THE REQUEST: Count the lines in the entries below that contain the string "Referring". Case matters, and the reply should be only the number.

-- SUPPLIED ENTRIES start --

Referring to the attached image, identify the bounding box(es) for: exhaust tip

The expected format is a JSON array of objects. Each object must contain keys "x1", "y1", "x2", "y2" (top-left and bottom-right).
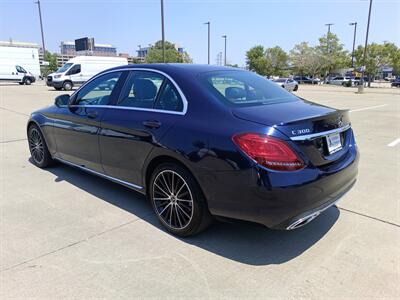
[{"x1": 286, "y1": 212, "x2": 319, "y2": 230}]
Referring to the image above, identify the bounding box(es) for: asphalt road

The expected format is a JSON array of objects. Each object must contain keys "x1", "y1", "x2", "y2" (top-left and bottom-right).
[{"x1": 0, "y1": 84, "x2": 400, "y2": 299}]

-- SUPPLIED ENTRIES end --
-- SUPPLIED ENTRIES start --

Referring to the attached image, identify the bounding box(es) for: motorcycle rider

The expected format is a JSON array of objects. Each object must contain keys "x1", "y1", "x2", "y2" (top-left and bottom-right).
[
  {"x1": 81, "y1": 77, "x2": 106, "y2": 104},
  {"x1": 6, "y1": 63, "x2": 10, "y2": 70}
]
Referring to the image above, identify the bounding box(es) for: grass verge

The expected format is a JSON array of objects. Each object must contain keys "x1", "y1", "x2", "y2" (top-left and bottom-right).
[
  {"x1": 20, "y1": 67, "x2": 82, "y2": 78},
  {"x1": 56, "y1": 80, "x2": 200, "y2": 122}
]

-- SUPPLIED ENTRIES end --

WRITTEN REPLY: 4